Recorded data
START

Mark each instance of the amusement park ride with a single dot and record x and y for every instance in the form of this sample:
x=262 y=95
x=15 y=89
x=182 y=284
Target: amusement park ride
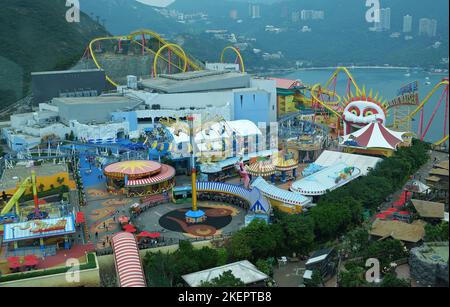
x=342 y=113
x=13 y=203
x=356 y=110
x=165 y=57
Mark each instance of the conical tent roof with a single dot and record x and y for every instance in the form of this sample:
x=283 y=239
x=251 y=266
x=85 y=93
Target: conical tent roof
x=374 y=135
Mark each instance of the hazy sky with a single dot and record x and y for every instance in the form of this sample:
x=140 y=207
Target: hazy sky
x=159 y=3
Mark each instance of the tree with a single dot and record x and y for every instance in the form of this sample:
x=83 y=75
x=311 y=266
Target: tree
x=331 y=219
x=159 y=269
x=352 y=278
x=226 y=279
x=299 y=233
x=436 y=233
x=238 y=248
x=386 y=251
x=265 y=266
x=261 y=239
x=356 y=241
x=391 y=281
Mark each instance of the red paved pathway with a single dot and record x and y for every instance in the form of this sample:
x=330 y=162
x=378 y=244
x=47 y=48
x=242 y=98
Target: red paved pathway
x=60 y=258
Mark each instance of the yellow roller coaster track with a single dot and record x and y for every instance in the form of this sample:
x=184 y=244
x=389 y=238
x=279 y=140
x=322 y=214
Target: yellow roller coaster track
x=328 y=106
x=422 y=104
x=170 y=47
x=131 y=37
x=324 y=90
x=347 y=72
x=238 y=53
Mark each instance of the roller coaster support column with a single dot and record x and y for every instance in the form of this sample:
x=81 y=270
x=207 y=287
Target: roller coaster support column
x=434 y=113
x=195 y=215
x=33 y=183
x=446 y=112
x=419 y=132
x=194 y=189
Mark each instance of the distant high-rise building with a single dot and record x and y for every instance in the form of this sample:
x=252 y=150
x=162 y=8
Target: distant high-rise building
x=312 y=14
x=407 y=24
x=427 y=27
x=384 y=24
x=433 y=27
x=233 y=14
x=295 y=17
x=254 y=11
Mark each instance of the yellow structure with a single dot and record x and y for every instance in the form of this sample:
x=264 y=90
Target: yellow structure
x=132 y=38
x=49 y=175
x=238 y=54
x=287 y=208
x=290 y=96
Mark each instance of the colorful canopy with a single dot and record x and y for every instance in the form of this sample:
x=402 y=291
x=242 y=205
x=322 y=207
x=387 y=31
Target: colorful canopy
x=30 y=257
x=13 y=259
x=127 y=260
x=167 y=172
x=14 y=265
x=133 y=169
x=261 y=168
x=151 y=235
x=374 y=135
x=123 y=219
x=80 y=218
x=286 y=165
x=31 y=262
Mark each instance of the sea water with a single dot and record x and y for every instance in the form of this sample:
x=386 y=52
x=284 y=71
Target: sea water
x=387 y=81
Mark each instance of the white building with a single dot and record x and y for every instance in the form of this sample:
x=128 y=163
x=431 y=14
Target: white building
x=384 y=23
x=312 y=15
x=407 y=23
x=427 y=27
x=254 y=11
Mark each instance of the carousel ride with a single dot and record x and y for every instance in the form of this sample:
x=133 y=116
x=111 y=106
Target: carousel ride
x=137 y=178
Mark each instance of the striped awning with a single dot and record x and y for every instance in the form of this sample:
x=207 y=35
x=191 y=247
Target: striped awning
x=256 y=200
x=128 y=264
x=286 y=165
x=167 y=173
x=261 y=168
x=275 y=193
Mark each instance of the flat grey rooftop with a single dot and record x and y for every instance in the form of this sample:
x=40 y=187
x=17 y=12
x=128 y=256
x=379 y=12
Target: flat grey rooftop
x=244 y=270
x=92 y=100
x=76 y=71
x=12 y=177
x=196 y=81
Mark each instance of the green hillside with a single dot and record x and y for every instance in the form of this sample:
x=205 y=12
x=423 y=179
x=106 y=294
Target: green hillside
x=35 y=36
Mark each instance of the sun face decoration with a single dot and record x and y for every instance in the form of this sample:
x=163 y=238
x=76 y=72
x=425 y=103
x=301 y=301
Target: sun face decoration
x=361 y=110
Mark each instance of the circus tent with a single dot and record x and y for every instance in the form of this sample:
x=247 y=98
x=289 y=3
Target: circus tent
x=374 y=135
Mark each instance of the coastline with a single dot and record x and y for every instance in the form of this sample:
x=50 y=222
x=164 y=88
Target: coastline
x=292 y=70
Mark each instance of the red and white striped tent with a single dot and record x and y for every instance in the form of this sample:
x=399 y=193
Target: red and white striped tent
x=128 y=264
x=374 y=135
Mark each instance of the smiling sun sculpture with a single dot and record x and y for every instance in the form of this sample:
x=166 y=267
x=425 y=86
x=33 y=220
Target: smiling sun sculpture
x=363 y=109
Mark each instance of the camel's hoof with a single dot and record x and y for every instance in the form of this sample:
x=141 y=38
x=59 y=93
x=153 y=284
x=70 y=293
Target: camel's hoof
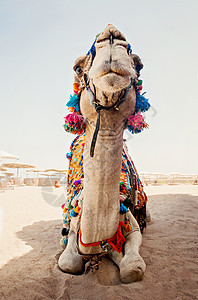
x=71 y=263
x=132 y=270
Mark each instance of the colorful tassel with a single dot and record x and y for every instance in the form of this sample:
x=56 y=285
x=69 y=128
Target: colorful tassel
x=69 y=155
x=73 y=213
x=123 y=188
x=128 y=226
x=64 y=241
x=123 y=209
x=74 y=102
x=74 y=123
x=77 y=209
x=142 y=103
x=136 y=123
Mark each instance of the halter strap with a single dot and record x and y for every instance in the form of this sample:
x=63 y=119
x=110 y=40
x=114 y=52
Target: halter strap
x=98 y=107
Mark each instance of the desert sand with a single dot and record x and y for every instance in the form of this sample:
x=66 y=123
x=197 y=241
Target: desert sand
x=29 y=250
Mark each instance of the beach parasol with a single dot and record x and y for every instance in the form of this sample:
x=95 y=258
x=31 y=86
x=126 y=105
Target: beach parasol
x=17 y=165
x=3 y=169
x=35 y=171
x=59 y=171
x=8 y=174
x=5 y=155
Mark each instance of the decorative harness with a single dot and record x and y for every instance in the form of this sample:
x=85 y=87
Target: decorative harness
x=98 y=107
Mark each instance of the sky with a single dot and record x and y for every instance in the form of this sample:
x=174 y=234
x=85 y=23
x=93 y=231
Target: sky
x=40 y=41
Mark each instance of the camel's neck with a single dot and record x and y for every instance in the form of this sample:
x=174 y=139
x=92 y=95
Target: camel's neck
x=101 y=202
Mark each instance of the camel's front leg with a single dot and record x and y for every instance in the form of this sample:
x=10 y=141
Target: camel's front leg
x=131 y=264
x=70 y=260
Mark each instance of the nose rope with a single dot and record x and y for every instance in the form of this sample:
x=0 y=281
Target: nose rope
x=98 y=107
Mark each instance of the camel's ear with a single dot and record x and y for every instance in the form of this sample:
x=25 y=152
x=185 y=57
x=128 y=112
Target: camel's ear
x=79 y=66
x=137 y=63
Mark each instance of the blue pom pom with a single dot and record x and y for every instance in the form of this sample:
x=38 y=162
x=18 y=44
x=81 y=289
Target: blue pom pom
x=74 y=102
x=142 y=103
x=69 y=155
x=123 y=209
x=73 y=213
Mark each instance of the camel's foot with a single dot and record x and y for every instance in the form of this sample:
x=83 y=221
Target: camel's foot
x=132 y=268
x=71 y=262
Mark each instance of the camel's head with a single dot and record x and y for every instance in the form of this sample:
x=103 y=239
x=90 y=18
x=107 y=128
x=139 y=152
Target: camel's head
x=108 y=73
x=109 y=64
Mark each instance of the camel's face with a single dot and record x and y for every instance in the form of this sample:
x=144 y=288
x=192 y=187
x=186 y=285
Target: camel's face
x=112 y=66
x=109 y=72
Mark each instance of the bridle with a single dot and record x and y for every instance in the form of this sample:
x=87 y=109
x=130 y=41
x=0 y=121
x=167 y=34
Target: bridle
x=98 y=107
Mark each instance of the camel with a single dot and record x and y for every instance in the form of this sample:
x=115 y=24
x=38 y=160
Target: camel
x=106 y=86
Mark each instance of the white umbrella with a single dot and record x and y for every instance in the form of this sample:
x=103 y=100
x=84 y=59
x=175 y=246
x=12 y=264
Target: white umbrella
x=5 y=155
x=35 y=171
x=59 y=171
x=8 y=173
x=17 y=165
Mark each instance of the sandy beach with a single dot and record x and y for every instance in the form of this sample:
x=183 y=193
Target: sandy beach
x=29 y=249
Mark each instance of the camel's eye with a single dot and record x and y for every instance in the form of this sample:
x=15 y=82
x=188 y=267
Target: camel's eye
x=78 y=70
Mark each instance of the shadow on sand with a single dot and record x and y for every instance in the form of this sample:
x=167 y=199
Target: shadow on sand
x=169 y=250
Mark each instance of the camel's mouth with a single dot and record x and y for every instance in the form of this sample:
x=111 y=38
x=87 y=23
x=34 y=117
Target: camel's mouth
x=112 y=81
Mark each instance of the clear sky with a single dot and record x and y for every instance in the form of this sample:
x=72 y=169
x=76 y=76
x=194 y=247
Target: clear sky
x=39 y=42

END

Instructions for the task
Copy exactly the lines above, from the one containing "Mark each instance of the shadow" through the very last line.

Response
Mark each instance of the shadow on sand with a single dot and record x and y for every instance in the form of this sample:
x=167 y=199
Target: shadow on sand
x=169 y=250
Mark each instance of the camel's mouth with a single dot and record x and y for every instance in the form of this sample:
x=111 y=38
x=87 y=23
x=34 y=117
Target: camel's mouth
x=112 y=81
Mark each instance of the clear sky with a single dot and record x and y for every instance in the form of this sample:
x=72 y=169
x=76 y=76
x=194 y=247
Target: clear sky
x=39 y=42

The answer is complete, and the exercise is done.